Your assignment:
Reproduce, without any change, the span of lines from the opening of the records below to the line containing "Q: Returning coordinates formatted like [264,279], pin", inclusive.
++++++++++
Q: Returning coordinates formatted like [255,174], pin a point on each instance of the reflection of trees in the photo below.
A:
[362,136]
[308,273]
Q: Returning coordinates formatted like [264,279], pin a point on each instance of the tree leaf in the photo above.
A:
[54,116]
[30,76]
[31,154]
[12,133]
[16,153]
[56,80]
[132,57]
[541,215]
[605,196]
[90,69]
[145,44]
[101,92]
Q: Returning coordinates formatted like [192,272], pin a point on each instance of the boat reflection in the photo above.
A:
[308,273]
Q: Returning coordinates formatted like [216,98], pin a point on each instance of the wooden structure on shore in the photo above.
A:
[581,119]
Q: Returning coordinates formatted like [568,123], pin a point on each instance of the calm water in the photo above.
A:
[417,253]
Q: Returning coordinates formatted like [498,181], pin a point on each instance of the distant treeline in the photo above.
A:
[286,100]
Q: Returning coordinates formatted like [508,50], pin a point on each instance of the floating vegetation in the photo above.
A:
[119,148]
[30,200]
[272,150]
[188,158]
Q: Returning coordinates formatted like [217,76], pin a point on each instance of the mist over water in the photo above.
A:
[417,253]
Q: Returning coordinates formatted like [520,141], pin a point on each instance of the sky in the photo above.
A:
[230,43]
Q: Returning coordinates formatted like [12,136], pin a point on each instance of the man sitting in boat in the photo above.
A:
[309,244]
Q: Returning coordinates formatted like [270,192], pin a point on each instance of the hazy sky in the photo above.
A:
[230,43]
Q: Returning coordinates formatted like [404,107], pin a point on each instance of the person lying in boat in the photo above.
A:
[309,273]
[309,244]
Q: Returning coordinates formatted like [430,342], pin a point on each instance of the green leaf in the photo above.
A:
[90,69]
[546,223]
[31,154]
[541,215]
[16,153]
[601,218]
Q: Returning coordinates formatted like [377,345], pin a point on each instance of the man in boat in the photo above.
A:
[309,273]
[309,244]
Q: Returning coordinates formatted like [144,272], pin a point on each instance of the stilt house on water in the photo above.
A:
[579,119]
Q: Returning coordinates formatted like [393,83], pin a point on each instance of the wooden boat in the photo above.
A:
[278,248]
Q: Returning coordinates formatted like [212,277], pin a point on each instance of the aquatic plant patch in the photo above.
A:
++++++++++
Response below:
Q: Returning coordinates formatted like [255,174], pin a point on each instance of the reflection of trees in the photo below.
A:
[362,136]
[308,273]
Q: Returning coordinates formatted like [264,279], pin a point on each instance of the tree leaf in the photo above.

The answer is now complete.